Dataset entries:
--- start ---

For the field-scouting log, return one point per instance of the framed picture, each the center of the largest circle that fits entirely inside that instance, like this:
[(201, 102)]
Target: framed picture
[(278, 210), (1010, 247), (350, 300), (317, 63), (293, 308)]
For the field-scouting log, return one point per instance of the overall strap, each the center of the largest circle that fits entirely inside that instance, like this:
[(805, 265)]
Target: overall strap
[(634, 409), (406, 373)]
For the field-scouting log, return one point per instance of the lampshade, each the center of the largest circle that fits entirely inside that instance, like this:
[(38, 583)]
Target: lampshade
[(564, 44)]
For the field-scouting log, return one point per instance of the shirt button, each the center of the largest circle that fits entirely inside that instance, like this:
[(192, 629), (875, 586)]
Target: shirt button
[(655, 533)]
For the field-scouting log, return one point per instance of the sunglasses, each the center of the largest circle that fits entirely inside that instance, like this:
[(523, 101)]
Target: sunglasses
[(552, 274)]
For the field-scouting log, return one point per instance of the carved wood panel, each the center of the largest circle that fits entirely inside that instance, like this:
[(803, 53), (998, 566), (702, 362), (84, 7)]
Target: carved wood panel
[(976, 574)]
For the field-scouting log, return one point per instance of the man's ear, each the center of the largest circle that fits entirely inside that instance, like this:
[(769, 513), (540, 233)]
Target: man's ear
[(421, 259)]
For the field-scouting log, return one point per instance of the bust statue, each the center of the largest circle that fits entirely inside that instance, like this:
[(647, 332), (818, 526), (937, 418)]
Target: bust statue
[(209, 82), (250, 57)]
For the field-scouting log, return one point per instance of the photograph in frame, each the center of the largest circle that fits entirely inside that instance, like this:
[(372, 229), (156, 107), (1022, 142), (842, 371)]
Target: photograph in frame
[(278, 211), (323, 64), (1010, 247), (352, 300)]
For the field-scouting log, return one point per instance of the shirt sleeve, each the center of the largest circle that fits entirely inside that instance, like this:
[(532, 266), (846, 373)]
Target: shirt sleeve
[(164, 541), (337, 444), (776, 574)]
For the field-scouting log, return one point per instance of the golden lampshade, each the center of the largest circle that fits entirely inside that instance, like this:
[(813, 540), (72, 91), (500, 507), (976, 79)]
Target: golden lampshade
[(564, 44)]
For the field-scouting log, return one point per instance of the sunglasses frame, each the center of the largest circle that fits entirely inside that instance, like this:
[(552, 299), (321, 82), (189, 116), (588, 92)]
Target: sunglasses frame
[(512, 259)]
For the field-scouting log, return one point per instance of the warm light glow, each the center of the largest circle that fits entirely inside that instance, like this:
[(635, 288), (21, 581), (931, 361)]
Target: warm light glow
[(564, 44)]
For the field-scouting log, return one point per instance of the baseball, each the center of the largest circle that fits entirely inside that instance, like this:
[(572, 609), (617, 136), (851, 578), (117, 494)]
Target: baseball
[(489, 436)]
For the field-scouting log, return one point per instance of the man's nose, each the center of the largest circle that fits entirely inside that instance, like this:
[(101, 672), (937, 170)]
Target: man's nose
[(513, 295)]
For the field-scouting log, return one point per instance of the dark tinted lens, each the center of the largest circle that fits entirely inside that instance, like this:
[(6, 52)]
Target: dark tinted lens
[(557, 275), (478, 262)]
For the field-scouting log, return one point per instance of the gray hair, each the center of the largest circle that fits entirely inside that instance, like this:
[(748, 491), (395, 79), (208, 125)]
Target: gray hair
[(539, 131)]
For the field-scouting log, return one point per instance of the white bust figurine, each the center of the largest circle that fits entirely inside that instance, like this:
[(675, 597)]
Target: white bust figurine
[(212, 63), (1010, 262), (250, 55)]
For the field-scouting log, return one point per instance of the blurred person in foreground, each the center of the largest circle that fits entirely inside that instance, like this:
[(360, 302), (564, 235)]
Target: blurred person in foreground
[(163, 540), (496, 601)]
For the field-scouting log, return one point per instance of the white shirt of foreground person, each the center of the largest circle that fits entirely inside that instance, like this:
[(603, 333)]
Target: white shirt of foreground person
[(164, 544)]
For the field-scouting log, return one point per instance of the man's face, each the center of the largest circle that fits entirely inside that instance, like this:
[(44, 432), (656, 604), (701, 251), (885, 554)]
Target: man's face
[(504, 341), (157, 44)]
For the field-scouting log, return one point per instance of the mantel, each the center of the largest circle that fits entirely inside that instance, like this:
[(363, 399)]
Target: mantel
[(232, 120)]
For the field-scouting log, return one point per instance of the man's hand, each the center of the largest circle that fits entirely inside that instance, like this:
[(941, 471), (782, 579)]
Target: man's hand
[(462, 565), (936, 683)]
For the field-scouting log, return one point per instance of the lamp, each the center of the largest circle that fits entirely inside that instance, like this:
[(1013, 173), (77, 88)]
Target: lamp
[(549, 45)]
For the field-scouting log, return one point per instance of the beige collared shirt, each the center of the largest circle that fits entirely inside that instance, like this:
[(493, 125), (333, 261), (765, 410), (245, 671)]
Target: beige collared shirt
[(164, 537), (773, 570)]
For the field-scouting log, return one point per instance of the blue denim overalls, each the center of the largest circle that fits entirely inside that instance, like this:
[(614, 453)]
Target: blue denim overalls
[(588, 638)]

--- end ---

Return every line of the data above without any changes, from the first line through the last.

Solution for this problem:
For the field-scouting log, return one point per instance of the framed picture, each the center of the largest circle that fits entirely inside that instance, like this:
[(201, 102)]
Target: framed picture
[(278, 210), (1010, 247), (350, 300), (317, 63), (293, 308)]
For the field-scouting log, return one point per instance of the overall strap, each the center of the largest circle that fits entirely inside that instance, like this:
[(805, 265)]
Target: overall strap
[(634, 409), (406, 373)]
For the field-scouting log, return one point per instance of the lampshade, each the center of the largest circle that fits entirely inside that instance, like this:
[(38, 583)]
Target: lampshade
[(564, 44)]
For the field-scouting log, return one point per instance of the shirt button, each the center of the largest circle that fits entirely inside that instance, like this:
[(192, 629), (875, 586)]
Target: shirt button
[(655, 533)]
For the field-scouting log, return one point per instance of the sunglasses, each the center of the largest circle that fits entirely inside that instance, like this:
[(523, 101)]
Target: sunglasses
[(552, 274)]
For the field-scouting log, return one point per instance of the carved wood panel, each the center of the largest circle that fits entirely inside that instance, like this:
[(803, 53), (998, 566), (702, 362), (84, 7)]
Target: carved wood panel
[(976, 574)]
For the field-scouting log, return one point per instance of the man's ear, each the center of the largest circle that fits entirely inside that instance, like this:
[(769, 513), (540, 233)]
Target: man's ear
[(421, 259)]
For the field-scouting log, return one point per instance of the bust statue, each the center of the largest circle that fits entirely inside that instance, like this:
[(647, 332), (818, 526), (937, 418)]
Target: bust statue
[(209, 82), (250, 57)]
For the field-scouting log, return one point per instance of the photograph in frame, each the center of the largest circle that fits entirely inside that instance, like this:
[(372, 229), (156, 107), (1022, 142), (842, 371)]
Target: photograph in frame
[(278, 211), (323, 64), (1010, 247), (352, 300)]
For the field-scouting log, return one point per instance of the shirt sleeve, each the center of the largest circle that fits entirely inside that instance, like this:
[(532, 266), (846, 373)]
Target: shirt sleeve
[(164, 541), (337, 444), (776, 574)]
For the field-scouting log, return one point per instance of the golden lampshade, each the center of the largest circle that fits entirely inside that instance, like this:
[(813, 540), (72, 91), (500, 507), (976, 79)]
Target: golden lampshade
[(564, 44)]
For the field-scouting log, return one point per instance of the sunglasses frame, each the center of the largest circle that fits entirely inside that instance, like this:
[(552, 299), (321, 82), (189, 116), (588, 92)]
Target: sunglasses frame
[(512, 259)]
For the field-scouting log, return one point per instance of the warm light glow, each the center of the largest circle that fits entirely inside that instance, like this:
[(635, 288), (21, 581), (931, 361)]
Target: warm light glow
[(564, 44)]
For the field-scouting log, return one point per instance of the baseball, each the center of the largest circle that fits entirely inside that instance, like this:
[(572, 609), (617, 136), (851, 578), (117, 494)]
Target: baseball
[(489, 436)]
For the field-scouting log, return one point per instance of the man's nose, each the center of the largest circle that fits entirely inside that instance, like this:
[(101, 672), (937, 170)]
Target: man's nose
[(513, 295)]
For the field-scouting log, return one point per instance of the dark tinted lens, each the center of the largest circle that fits entirely inside that instance, like this:
[(6, 52)]
Target: dark tinted lens
[(557, 275), (478, 262)]
For the field-scouting log, return one point per instance of the gray hair, each the center of the largest circle that fits entirely inside that instance, like this:
[(748, 491), (395, 79), (208, 125)]
Target: gray hair
[(539, 131)]
For the field-scouting log, return one point per instance of the white bust figurine, each the center of the largest circle that fits entirely inside that instance, like this:
[(675, 597)]
Target: white bust figurine
[(212, 63), (1010, 262), (250, 55)]
For the field-scouting log, return one point per instance of the blurred person in foreground, each the center of the largest circle that fits entirely inside that instance, like this:
[(360, 302), (564, 235)]
Target: blurred person in foreground
[(163, 540), (496, 601)]
For the field-scouting log, return one point per instance of the white shirt of foreground person, each the center of the largest circle that fits entirely inside that instance, like this:
[(603, 333)]
Target: white shirt of foreground person
[(164, 544)]
For the field-scouting log, return one point per instance of the man's face, each the center of the largest circle that fits entirely inside that instance, like this:
[(44, 432), (656, 604), (701, 251), (885, 554)]
Target: man's face
[(504, 341), (157, 44)]
For the field-scouting log, return one point per instance of the mantel, each the center of the largest circle that fits entirely inside that instance, like this:
[(363, 399)]
Target: mantel
[(232, 120)]
For the field-scouting log, return one point per instance of the man's hand, each the center of the largest circle that fits entirely inside that instance, like this:
[(941, 471), (782, 579)]
Target: man's hand
[(462, 565), (936, 683)]
For the field-scouting log, return one point per instance of the lamp, each the center of the largest circle that fits entirely inside that instance, like this:
[(1013, 173), (77, 88)]
Target: lamp
[(549, 45)]
For the field-scouting log, return one point per instance of the beige collared shirt, each the center of the largest circle that fits entirely inside that instance, like this:
[(493, 125), (333, 261), (765, 410), (245, 671)]
Target: beige collared shirt
[(164, 537), (773, 570)]
For the field-scouting log, return one point per instance of the blue denim overalls, each the center of the largest circle that fits entirely inside that instance, like this:
[(614, 453)]
Target: blue denim overalls
[(588, 638)]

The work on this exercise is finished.